┌────────
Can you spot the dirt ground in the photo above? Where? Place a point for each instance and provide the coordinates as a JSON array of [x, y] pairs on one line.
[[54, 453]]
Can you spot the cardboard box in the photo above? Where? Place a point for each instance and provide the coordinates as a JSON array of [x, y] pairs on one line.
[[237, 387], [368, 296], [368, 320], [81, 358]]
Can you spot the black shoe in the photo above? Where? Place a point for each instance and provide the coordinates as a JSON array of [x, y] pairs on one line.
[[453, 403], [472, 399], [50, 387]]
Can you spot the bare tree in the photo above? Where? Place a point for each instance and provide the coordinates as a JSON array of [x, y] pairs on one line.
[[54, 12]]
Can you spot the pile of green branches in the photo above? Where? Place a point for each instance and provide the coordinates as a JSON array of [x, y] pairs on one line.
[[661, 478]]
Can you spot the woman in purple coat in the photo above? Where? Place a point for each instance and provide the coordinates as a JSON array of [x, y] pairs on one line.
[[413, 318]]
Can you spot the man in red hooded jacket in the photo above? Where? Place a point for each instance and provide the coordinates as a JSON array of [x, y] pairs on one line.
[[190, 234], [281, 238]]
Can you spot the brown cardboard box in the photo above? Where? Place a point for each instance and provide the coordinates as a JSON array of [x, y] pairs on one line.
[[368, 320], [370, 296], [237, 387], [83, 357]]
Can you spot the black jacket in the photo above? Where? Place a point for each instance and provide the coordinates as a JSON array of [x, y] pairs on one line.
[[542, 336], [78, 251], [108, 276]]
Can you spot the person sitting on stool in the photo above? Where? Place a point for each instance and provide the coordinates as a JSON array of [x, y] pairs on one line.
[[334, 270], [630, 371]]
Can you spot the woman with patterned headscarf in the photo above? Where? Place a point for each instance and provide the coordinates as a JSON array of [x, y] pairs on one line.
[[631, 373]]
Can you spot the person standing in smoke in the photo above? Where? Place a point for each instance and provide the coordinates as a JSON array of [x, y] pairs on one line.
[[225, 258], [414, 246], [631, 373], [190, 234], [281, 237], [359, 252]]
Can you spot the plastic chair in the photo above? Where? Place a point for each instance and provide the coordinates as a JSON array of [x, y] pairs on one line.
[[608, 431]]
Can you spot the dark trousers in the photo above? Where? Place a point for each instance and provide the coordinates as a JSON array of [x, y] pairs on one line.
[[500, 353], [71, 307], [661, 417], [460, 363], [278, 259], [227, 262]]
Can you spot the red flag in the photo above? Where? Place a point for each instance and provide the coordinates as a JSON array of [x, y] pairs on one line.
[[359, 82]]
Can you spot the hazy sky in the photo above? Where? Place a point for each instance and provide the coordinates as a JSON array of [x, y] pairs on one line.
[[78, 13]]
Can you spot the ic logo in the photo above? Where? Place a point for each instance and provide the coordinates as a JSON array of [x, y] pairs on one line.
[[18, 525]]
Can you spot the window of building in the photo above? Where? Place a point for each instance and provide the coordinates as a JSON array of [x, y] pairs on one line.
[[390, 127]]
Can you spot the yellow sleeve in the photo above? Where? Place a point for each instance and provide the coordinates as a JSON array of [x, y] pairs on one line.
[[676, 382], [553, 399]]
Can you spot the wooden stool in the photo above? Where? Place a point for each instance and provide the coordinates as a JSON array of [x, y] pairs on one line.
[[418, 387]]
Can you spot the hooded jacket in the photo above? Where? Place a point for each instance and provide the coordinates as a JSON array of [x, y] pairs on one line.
└────────
┌────────
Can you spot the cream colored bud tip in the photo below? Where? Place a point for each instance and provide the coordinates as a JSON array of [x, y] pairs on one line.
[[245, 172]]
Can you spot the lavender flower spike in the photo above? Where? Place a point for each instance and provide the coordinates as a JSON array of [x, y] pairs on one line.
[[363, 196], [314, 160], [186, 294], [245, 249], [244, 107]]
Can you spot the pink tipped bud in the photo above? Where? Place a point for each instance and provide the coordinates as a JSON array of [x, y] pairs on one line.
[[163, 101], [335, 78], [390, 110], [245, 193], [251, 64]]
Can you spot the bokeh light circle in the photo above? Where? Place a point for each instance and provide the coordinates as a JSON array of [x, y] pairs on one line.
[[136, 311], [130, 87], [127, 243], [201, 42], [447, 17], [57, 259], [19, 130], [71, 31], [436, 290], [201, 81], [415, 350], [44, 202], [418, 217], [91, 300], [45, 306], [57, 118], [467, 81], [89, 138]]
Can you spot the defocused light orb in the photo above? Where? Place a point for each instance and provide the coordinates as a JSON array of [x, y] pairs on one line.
└────────
┌────────
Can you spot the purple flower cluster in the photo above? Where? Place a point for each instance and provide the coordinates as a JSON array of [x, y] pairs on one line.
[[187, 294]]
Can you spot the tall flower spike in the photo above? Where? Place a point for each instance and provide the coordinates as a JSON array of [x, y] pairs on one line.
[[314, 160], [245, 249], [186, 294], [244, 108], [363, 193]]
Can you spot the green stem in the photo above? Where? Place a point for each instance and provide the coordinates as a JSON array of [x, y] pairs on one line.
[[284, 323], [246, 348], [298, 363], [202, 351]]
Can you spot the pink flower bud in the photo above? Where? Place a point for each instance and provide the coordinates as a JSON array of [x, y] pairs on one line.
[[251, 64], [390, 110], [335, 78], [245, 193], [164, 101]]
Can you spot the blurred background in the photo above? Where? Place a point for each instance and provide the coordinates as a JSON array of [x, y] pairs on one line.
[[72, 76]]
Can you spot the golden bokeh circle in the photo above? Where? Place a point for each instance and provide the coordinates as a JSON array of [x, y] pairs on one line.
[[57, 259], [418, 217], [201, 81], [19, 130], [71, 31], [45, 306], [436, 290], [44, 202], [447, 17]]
└────────
OBJECTIVE: Copy the data above word for word, beginning at the line containing "Can you spot the dirt" and continuing through the line containing "[[190, 234], [281, 238]]", with both of those lines included.

CORRECT RESPONSE:
Can you spot the dirt ground in the photo above? Where? Place a point for each instance and provide the coordinates as a JSON array of [x, y] pairs on one line.
[[54, 453]]
Can you spot the cardboard box in the photo above? Where? Place a point for each instance and provide the coordinates as a JSON array of [x, y] pairs on one line.
[[237, 387], [368, 296], [368, 320], [81, 358]]
Can you spot the black shoe in the photo above? Where? Place a point for each instance and provide the coordinates as a JSON array of [x, y] pairs on one line.
[[453, 403], [472, 399], [50, 387]]
Can you spot the bare tree in the photo above? Where? Place a point for each instance and provide the coordinates as a JSON array of [x, y] pairs on one line.
[[54, 12]]
Can you spot the pile of green branches in the photo above? Where? Place a point for each instance and provide the coordinates as a JSON array of [x, y] pairs on one line.
[[661, 478]]
Can you spot the woman in purple coat in the photo above? Where? Place a point for each instance and provide the coordinates as a JSON array of [x, y] pairs on one line.
[[413, 318]]
Can you spot the man in red hooded jacket in the photo above? Where? Place a point for each instance and provide the coordinates as a JSON array of [x, y] pairs on one line.
[[190, 234], [281, 238]]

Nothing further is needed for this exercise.